◆ Texto para leitura
□ □ □

A recente ameaça de Donald Trump, presidente eleito dos Estados Unidos, de impor tarifas de 100% sobre produtos vindos de países do Brics caso avancem na criação de uma nova moeda alternativa ao dólar, gerou reações intensas no cenário global. O empresário e investidor Otávio Fakhoury alerta que a medida, se implementada de forma abrupta, pode desencadear sérios problemas para o mercado de crédito e a sustentabilidade fiscal dos próprios EUA.
A força do dólar e o papel do consumo americano
Fakhoury destaca que a força do dólar não é apenas uma questão de hegemonia política, mas está intrinsecamente ligada ao papel do consumidor americano no comércio global. “A maioria dos países do Brics depende do consumo dos Estados Unidos para manter suas economias aquecidas e seus empregos. Por isso, embora o discurso de Trump tenha uma lógica política, a economia global tem uma interdependência que limita a eficácia dessa estratégia”, explica.
Ele também observa que o padrão de consumo nos EUA é sustentado por crédito, uma vez que a taxa de poupança no país é historicamente baixa, chegando a níveis negativos, salvo momentos muito específicos. “Durante a pandemia, vimos um aumento na poupança, mas foi algo pontual, alimentado por estímulos fiscais. Hoje, o consumo americano continua sendo financiado pelo crédito, e esse crédito frequentemente vai parar nos países do Brics, que, por sua vez, utilizam o superávit comercial para comprar títulos americanos e financiar a dívida dos EUA.”
Impactos de tarifas abruptas
Segundo Fakhoury, a imposição repentina de tarifas significativas, como as sugeridas por Trump, pode gerar um efeito cascata. “Se o consumo nos Estados Unidos cai por conta de produtos mais caros ou escassez, o superávit comercial dos Brics diminui, reduzindo o fluxo de dólares para esses países. Isso, por sua vez, afeta o financiamento da dívida americana, que depende desse ciclo de consumo e crédito.”

□ □ □

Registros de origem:

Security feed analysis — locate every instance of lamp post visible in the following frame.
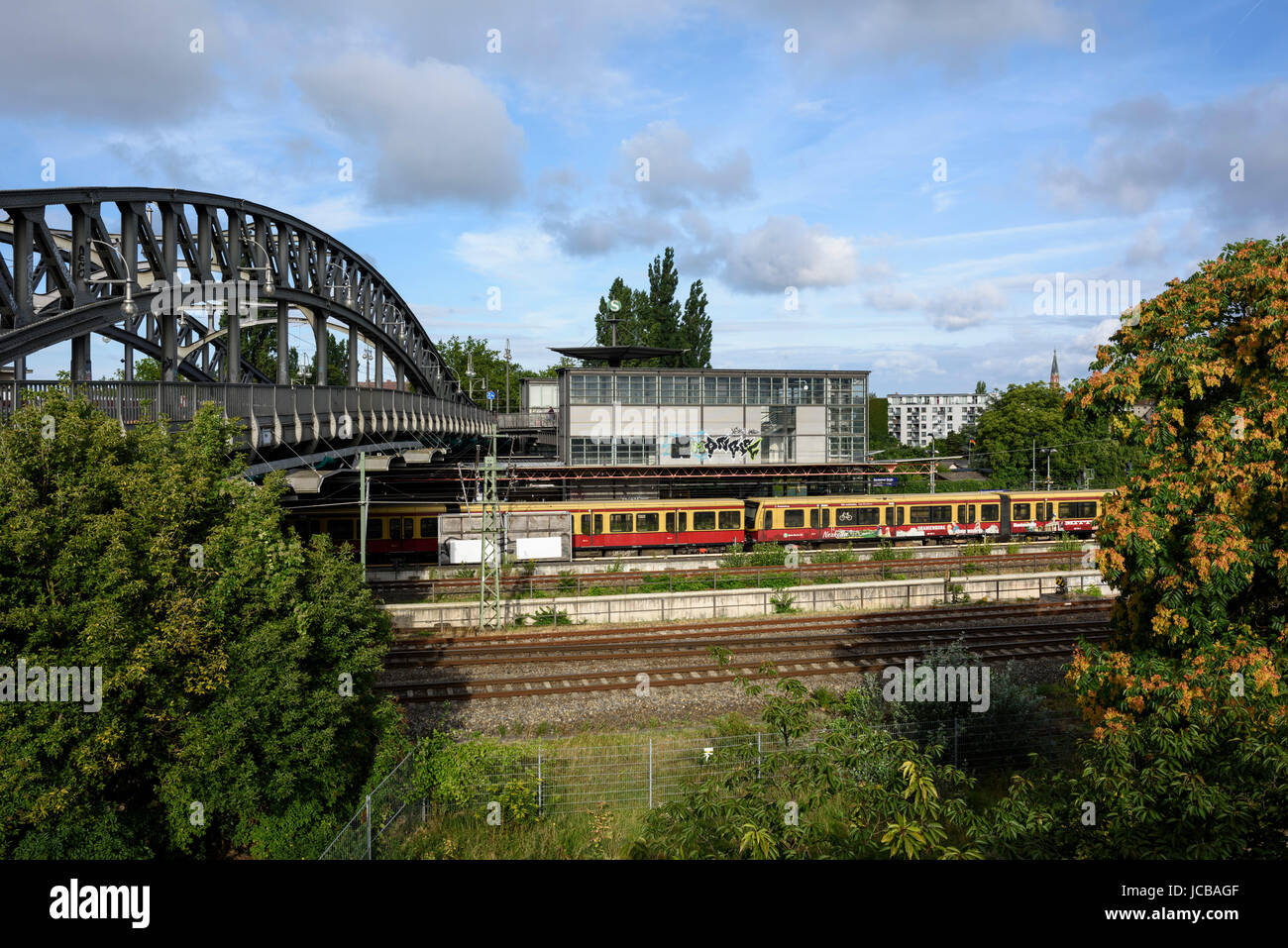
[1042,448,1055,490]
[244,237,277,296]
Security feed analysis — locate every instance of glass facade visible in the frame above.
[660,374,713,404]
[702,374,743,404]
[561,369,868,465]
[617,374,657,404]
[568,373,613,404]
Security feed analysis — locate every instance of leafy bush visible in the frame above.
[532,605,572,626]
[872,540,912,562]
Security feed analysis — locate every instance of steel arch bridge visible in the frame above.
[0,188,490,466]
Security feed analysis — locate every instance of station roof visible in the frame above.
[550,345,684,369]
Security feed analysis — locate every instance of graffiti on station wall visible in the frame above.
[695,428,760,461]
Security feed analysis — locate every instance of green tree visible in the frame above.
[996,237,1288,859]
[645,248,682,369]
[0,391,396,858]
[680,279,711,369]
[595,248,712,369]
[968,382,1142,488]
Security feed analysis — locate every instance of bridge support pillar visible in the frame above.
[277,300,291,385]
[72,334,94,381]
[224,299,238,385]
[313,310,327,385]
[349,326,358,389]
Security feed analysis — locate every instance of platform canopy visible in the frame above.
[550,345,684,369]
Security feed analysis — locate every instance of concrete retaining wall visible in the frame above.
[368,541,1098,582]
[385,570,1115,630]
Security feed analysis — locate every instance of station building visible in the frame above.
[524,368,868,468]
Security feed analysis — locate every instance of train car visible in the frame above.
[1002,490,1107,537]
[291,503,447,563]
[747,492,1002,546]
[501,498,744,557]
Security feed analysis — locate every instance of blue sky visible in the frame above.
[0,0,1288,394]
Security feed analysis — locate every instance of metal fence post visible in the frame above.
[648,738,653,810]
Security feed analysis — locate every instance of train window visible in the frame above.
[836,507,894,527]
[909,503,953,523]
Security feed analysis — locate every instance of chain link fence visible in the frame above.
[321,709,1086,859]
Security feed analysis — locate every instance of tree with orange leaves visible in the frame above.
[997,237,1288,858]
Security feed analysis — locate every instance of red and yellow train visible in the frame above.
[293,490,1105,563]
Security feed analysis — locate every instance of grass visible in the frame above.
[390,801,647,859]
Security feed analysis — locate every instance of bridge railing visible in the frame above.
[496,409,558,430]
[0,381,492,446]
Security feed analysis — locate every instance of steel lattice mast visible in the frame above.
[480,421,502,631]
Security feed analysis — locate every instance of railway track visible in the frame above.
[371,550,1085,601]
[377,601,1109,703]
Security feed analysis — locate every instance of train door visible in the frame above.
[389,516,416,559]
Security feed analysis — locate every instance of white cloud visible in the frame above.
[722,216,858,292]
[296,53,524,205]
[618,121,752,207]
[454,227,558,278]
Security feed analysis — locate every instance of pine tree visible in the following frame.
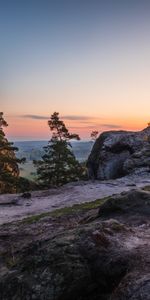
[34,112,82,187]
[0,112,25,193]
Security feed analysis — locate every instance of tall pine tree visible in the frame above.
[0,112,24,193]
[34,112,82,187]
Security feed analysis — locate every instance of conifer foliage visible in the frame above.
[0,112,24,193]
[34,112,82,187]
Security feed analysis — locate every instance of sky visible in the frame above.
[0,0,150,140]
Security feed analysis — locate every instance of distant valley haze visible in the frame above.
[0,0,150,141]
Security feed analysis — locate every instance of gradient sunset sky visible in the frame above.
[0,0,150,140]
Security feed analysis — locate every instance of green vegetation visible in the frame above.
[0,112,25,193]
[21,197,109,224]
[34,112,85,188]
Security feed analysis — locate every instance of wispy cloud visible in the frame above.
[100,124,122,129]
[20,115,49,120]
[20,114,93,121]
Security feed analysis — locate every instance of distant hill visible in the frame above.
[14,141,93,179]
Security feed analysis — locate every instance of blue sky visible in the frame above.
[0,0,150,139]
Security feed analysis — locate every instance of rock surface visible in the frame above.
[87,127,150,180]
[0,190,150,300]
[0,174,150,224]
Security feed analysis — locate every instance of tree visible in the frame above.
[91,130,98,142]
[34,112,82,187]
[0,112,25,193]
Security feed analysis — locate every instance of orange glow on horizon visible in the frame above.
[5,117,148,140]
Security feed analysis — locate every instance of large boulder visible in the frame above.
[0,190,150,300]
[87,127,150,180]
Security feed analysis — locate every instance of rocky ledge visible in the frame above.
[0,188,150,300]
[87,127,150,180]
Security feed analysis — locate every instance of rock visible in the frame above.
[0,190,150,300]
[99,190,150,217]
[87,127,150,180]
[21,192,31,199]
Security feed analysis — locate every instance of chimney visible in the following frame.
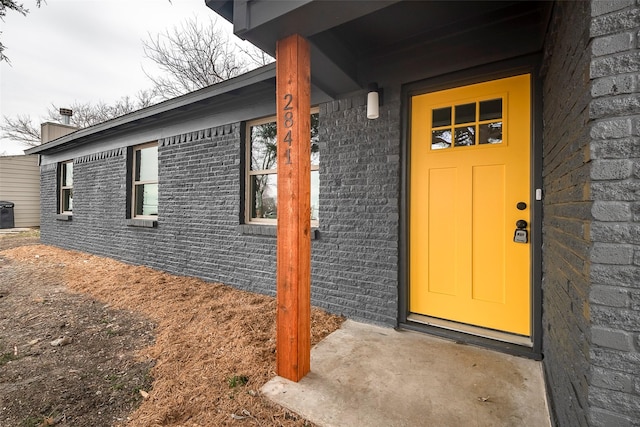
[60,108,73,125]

□ □ □

◆ Enunciado 1
Segundo o texto sobre a ameaça tarifária de Trump aos países do Brics, o que alimentou o aumento da poupança americana durante a pandemia?
◆ Enunciado 2
Retome o texto sobre a ameaça tarifária de Trump aos países do Brics a partir do ponto em que ele termina.

◆ Resposta esperada 1
Estímulos fiscais.

◆ Resposta esperada 2
Ele alerta que, com menos superávit comercial alimentando a compra de títulos do Tesouro dos EUA, o país enfrentará dificuldades para rolar sua dívida. “O preço pode subir, o dólar pode se fortalecer no curto prazo, mas o custo de financiamento do déficit americano aumentará, levando a taxas de juros mais altas. Isso abre espaço para uma crise de crédito e dívida nos Estados Unidos, um cenário que ninguém deseja.”
O impacto para o Brasil
Para o Brasil, a análise de Fakhoury aponta um duplo desafio. Por um lado, a economia brasileira ainda é sustentada pelo superávit comercial, que serve como uma âncora para a estabilidade do real. “Se os Brics enfrentarem barreiras comerciais dos EUA, a redução nas exportações impactará diretamente o Brasil, tanto nas vendas para os próprios Estados Unidos quanto para outros países do bloco que também sofrerão perdas comerciais”, explica.
Com a redução do superávit, o real pode sofrer desvalorização adicional, aumentando a pressão sobre a taxa de juros doméstica. “Se perdermos a sustentação do superávit, veremos taxas de juros reais subirem ainda mais no Brasil, tornando o cenário econômico ainda mais desafiador”, conclui.
Retórica ou realidade?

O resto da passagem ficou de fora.